### TO-DO ITEM
Return the lines of the material exactly as they appear, starting with the line containing "Provide, for every" and going on through the line containing "rough mask: <svg", with both of those lines included.

### INPUT DATA
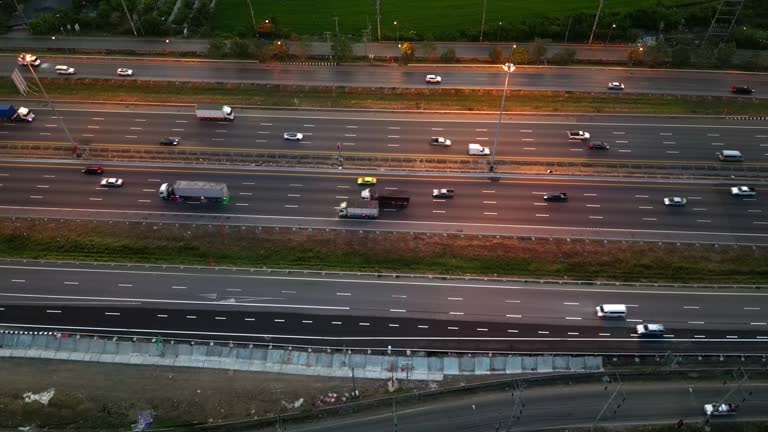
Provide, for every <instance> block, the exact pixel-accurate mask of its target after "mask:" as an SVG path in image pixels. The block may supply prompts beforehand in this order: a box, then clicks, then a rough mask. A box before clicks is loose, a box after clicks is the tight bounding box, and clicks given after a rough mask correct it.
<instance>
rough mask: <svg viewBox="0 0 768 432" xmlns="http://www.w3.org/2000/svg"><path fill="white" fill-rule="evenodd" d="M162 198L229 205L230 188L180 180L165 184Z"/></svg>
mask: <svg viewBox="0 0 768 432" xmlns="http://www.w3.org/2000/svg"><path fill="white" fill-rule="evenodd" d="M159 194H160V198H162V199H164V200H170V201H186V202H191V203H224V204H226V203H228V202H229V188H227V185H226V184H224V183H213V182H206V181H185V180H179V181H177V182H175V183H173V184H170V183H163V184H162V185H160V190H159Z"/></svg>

==

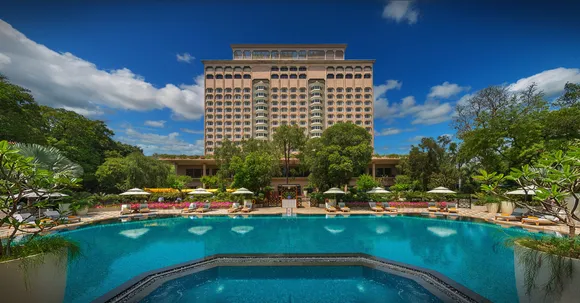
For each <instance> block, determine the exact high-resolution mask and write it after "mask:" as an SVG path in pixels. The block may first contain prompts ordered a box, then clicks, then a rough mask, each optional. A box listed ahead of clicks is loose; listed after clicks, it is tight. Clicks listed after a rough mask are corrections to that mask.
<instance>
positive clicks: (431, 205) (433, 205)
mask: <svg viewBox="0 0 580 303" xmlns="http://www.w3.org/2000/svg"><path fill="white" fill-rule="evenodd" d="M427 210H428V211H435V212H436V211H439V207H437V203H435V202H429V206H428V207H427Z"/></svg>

--

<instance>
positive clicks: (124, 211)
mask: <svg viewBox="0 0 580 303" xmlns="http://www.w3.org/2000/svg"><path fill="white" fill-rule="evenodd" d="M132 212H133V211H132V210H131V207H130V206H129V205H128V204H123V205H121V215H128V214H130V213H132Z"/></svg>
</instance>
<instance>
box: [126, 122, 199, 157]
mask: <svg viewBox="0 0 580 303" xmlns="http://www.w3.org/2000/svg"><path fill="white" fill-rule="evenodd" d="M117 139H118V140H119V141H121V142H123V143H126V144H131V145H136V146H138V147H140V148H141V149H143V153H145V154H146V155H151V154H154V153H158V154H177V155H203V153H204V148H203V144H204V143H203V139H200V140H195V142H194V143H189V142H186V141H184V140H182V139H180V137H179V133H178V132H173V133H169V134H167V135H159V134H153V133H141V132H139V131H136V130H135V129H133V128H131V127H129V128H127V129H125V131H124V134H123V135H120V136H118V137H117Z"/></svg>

### EXPECTED ANSWER
Provide, for every <instance> block, the exact pixel-accurate mask of its target after "mask:" as an SVG path in image pixels. The block may supply prompts beforehand in this order: a box, then clicks, then a rough mask. A box before clicks is loose, a box after clicks is the tight bounding box, and clicks given after a rough mask correct it.
<instance>
rough mask: <svg viewBox="0 0 768 432" xmlns="http://www.w3.org/2000/svg"><path fill="white" fill-rule="evenodd" d="M162 198L229 205L230 188L180 180L165 184Z"/></svg>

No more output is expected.